■ QUOTED PASSAGE

— START —

# Garden + Random Metal Poles + Lightning = ?



## JustRandy (May 28, 2013)

I'm thinking of building a clothesline type trellis 10ft over my garden from which to hang strings for my plants to climb. If I built this thing out of metal poles and lightning strikes it, even though I'll use polypropylene string, I'd imagine all my plants would be immediately vaporized. Popcorn anyone? 

I guess my questions are:

Could I use a lightning rod system to protect the plants? Or would the plants still be killed even if the cable grounded most of the juice?

Should I use all wood instead, for fear of lightning? Since trees are still hit, would wood even be much of a protection? Would I still need lightning rods?

What protection do greenhouses have?

With all the metal poles and random bamboo I have sticking up in the air, I've never thought about lightning before until now.


----------



## wannabechef (Nov 20, 2012)

I think you are worrying about a problem that is unlikely to happen and not worth the time spent worrying about.


----------



## geo in mi (Nov 14, 2008)

If I were that concerned about a lightrning strike, which I am not, I would drive a ground rod next to one of the metal uprights and make a good connection. 

If it's gonna happen, it's gonna happen, and the only other thing you could do is to grow your vegetables in woks......stir fry....

— END —

■ EXTRACTED DATA
— START —

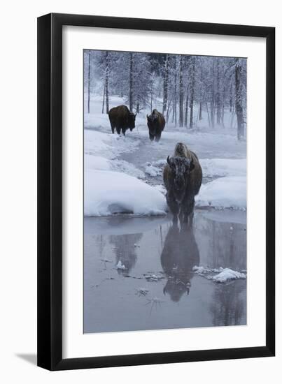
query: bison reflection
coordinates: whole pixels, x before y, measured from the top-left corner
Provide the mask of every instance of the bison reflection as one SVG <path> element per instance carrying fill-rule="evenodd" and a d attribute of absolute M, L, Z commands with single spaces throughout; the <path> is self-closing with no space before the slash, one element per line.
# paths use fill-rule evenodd
<path fill-rule="evenodd" d="M 143 233 L 132 233 L 129 235 L 112 235 L 110 236 L 110 243 L 114 245 L 116 264 L 120 261 L 124 265 L 124 269 L 118 269 L 119 274 L 127 275 L 134 267 L 137 260 L 136 244 L 143 236 Z"/>
<path fill-rule="evenodd" d="M 169 293 L 172 301 L 178 302 L 183 293 L 189 295 L 192 267 L 199 265 L 192 227 L 183 224 L 179 228 L 177 224 L 172 225 L 165 238 L 161 263 L 167 278 L 164 293 Z"/>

— END —

■ EXERCISE INSTRUCTIONS
(a) Answer these questions using the forum thread on lightning and a garden trellis.
(i) How high above the garden would the planned trellis stand?
(ii) What kind of string does the first poster plan to use?
(iii) What does the third poster say they would drive next to one of the metal uprights?
(b) Proceed with the forum thread on lightning and a garden trellis, starting after its last post.
The rows come from a separate source and are unrelated to the forum thread.

■ EXERCISE RESPONSES
(a)
(i) 10ft
(ii) Polypropylene string
(iii) A ground rod

(b)
geo


----------



## JustRandy (May 28, 2013)

Open fields, metal poles... no worries?


----------



## Whistle Pig (May 13, 2013)

I run all my maters and vining plants on 1/2" EMT conduit and have never had a problem to my knowledge with lightening strikes. I plant out in wide open spaces. I will attach some photos for your reference.

farmer dickie


----------



## Whistle Pig (May 13, 2013)




----------



## JustRandy (May 28, 2013)

Well, yes, I see your point. But, if lightning hits one of your poles, it only takes out 5 tomato plants. My plan will link all the lines together, so if lightning strikes, the whole garden gets stir fried.

Anyone ever have or hear of a pole getting struck?


----------



## o&itw (Dec 19, 2008)

I think that the chance is so small that It shouldn't be worried about. I wouldn't stand out in the middle of your garden during a thunderstorm, though. Of course, I wouldn't stand out in a garden during a thunderstorm anyway.


----------



## a'ightthen (Mar 17, 2012)

Do you have a lightning rod system on your home? Just curious.

Chill out neighbor ... gardening ain't like all that.


----------



## geo in mi (Nov 14, 2008)

Around here,though, we have acres and acres of grapevines all supported on N0. 9 wire the entire length of the row. Now, that's no place to be at the slightest hint of lightening. But in actuality, I haven't seen very many zapped grape rows.

geo


----------



## JustRandy (May 28, 2013)

I probably should have. I have 3 giant oak trees over the house. I have no idea what it would cost to have guys put rods all over three 100ft tall trees though. Can't be cheap.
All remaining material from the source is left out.